Charlie Watts’ greatest beats. We remember the Rolling Stones’ drummer with his best hits

“Death and taxes” is going to get us all. There’s no escaping that grim reality.

But, gosh, it’s hard to imagine a Rolling Stones without drummer Charlie Watts’ heartbeat driving its rhythms. The jazz-influenced, steady drummer, who died last week at 80, has been the accent to Mick and Keith’s greatest riffs since joining the group in January 1963.

Sure, Keith Richards’ guitar riff has been hailed as the greatest in rock and roll and the electricity charging the Stones’ breakthrough No. 1 hit, “(I Can’t Get No) Satisfaction.” But, c’mon, you are compelled to sing along to the song’s lyrical hook, “Hey, hey/ That’s what I say,” thanks to the thrust of Watts’ drumming.

We are sure the following list of some of our favorite Charlie Watts drum tracks will spark arguments but let’s have a go at it, anyway. Drum roll, please ...

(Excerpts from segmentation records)
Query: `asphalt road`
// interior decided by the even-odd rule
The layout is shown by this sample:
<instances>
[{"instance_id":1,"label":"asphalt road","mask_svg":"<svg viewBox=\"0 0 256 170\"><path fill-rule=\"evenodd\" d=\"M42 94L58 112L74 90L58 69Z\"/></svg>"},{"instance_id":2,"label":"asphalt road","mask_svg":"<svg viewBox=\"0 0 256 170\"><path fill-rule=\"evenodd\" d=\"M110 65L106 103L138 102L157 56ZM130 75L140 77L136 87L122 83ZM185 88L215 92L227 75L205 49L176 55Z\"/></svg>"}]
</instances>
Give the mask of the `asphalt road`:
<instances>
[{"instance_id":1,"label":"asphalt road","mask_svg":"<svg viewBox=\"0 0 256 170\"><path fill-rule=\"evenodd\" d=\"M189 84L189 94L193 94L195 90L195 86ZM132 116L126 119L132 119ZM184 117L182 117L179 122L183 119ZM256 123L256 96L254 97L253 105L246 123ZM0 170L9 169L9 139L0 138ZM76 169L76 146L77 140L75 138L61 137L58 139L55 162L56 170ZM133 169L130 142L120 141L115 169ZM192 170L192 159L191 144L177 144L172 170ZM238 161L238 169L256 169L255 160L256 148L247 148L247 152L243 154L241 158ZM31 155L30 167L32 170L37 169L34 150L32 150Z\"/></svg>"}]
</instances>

▶ _Requirement_: Reproduce the passage about Charlie Watts word for word, from "But, gosh, it’s" up to and including "of Watts’ drumming.".

▶ _Completed exercise_:
But, gosh, it’s hard to imagine a Rolling Stones without drummer Charlie Watts’ heartbeat driving its rhythms. The jazz-influenced, steady drummer, who died last week at 80, has been the accent to Mick and Keith’s greatest riffs since joining the group in January 1963.

Sure, Keith Richards’ guitar riff has been hailed as the greatest in rock and roll and the electricity charging the Stones’ breakthrough No. 1 hit, “(I Can’t Get No) Satisfaction.” But, c’mon, you are compelled to sing along to the song’s lyrical hook, “Hey, hey/ That’s what I say,” thanks to the thrust of Watts’ drumming.